■ Stated goal
Answer these questions about the mailing-list reply on Jelly below.
(a) Which other kind of object does the reply place in the "mutable container" category alongside lists?
(b) Which version's examples does the writer use, and for what stated reason?
(c) What does jelly(a) return in the newjelly example?

■ Extract
[LONG] Re: [Twisted-Python] Why do I get a _Dereference instance?
Brian Warner
warner at lothar.com
Wed Jul 9 02:51:49 MDT 2003
"Patrik Blommaskog" <pb_twisted at olga.mine.nu> writes:
> def setCopyableState(self, state):
> self.__dict__.update(state)
>
> gives the strange behavior
> While:
> def setCopyableState(self, state):
> self.__dict__ = state
>
> Gives the expected
> This feels like the twilight zone. Can somebody please tell me what is going
> on? I have attached the code for my experiment.
You're seeing an unfortunate artifact that results from the way circular
references are handled in the standard Jelly code. The problem has been
addressed somewhat in newjelly, but there are deeper issues which mean the
problem may not be possible to fix completely.
The following is a longish discussion of how jelly works and why this is
mostly unavoidable, followed by some design possibilities for other ways to
deal with it (newbanana enthusiasts are asked to read and comment upon the
last bit).
1: Mutable Containers
To start with, think about how a self-referential list must be unserialized.
This is a "mutable container", a category of objects which also includes
dictionaries. Something like:
>>> a = [1,2]
>>> a.append(a)
>>> a.append(4)
>>> a
[1, 2, [...], 4]
When this is serialized, jelly (just like pickle) gets to the third element
and recognizes that this is something it has serialized before (or at least
it has started the serialization process). Rather than engage in pointless
infinite recursion, it inserts a 'dereference' marker that tells the
unserializer to insert a reference to something it already knows about.
(jelly, newjelly, and pickle all handle this slightly differently. oldjelly
puts explicit 'reference' markers on things that will need to be used later,
while newjelly uses an implicit reference counter that is incremented by
one. I use newjelly examples here because they are slightly easier to
follow.. oldjelly behaves pretty much the same way)
The resulting sexp stream (for newjelly) is:
>>> from twisted.spread.newjelly import jelly
>>> jelly(a)
['list', 1, 2, ['dereference', 0], 4]
The unserialization process handles one token at a time. It sees the "list"

■ Recorded data
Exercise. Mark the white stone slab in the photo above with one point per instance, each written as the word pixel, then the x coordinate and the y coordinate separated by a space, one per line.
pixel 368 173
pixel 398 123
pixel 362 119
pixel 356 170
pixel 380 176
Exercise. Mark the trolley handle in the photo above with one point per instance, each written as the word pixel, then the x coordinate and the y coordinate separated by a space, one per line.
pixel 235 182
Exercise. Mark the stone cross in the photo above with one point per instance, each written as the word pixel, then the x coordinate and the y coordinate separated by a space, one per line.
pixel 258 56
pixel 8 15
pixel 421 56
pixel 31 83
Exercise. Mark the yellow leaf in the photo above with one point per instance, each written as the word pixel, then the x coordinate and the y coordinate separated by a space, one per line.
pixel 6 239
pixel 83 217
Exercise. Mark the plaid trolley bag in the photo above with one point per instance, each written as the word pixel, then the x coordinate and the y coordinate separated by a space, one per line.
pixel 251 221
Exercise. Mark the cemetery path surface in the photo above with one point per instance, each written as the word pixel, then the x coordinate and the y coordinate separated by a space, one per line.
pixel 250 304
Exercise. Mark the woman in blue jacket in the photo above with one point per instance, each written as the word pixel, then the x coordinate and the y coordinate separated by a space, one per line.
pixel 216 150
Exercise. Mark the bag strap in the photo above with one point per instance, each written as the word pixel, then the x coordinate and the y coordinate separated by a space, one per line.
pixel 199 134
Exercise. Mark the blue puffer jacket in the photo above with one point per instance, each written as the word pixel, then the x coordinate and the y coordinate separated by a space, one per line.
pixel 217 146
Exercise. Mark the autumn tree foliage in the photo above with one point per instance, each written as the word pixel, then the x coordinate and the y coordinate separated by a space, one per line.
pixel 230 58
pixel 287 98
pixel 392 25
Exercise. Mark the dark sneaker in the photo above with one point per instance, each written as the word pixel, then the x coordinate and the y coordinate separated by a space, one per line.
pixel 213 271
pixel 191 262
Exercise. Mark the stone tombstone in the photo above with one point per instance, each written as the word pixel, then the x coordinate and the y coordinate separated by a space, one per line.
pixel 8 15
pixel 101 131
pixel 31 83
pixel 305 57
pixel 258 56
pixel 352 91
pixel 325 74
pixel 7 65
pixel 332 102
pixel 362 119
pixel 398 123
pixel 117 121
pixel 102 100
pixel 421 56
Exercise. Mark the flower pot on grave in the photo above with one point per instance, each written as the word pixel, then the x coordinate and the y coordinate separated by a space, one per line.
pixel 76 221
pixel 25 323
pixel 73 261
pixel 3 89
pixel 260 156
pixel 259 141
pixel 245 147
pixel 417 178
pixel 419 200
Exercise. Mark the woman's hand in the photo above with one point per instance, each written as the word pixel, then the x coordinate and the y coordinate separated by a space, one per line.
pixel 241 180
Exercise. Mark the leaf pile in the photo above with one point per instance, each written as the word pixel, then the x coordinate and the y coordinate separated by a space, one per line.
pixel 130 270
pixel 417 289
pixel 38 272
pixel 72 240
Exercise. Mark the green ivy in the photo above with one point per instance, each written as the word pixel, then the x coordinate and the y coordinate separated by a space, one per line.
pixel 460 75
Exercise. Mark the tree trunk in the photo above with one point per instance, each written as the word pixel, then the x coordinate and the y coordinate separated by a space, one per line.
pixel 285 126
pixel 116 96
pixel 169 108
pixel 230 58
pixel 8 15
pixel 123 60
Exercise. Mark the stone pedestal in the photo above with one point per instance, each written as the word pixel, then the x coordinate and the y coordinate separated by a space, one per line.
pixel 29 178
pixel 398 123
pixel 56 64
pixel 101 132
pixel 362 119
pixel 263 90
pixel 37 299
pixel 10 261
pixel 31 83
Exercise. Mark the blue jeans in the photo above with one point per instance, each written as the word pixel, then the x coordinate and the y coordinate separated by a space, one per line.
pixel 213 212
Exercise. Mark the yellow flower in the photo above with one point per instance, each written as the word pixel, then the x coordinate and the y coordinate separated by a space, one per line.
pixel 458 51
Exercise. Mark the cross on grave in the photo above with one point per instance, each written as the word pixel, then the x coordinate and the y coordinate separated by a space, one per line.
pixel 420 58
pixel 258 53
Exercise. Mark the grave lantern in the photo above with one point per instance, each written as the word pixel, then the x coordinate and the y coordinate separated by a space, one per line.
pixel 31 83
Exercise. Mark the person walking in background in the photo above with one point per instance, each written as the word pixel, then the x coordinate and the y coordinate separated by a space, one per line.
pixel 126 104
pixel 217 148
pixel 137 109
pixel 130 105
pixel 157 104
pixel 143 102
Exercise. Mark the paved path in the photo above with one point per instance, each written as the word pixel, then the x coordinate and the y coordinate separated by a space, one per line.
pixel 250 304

■ Full answer
(a) Dictionaries.
(b) Newjelly, because its examples are slightly easier to follow.
(c) ['list', 1, 2, ['dereference', 0], 4]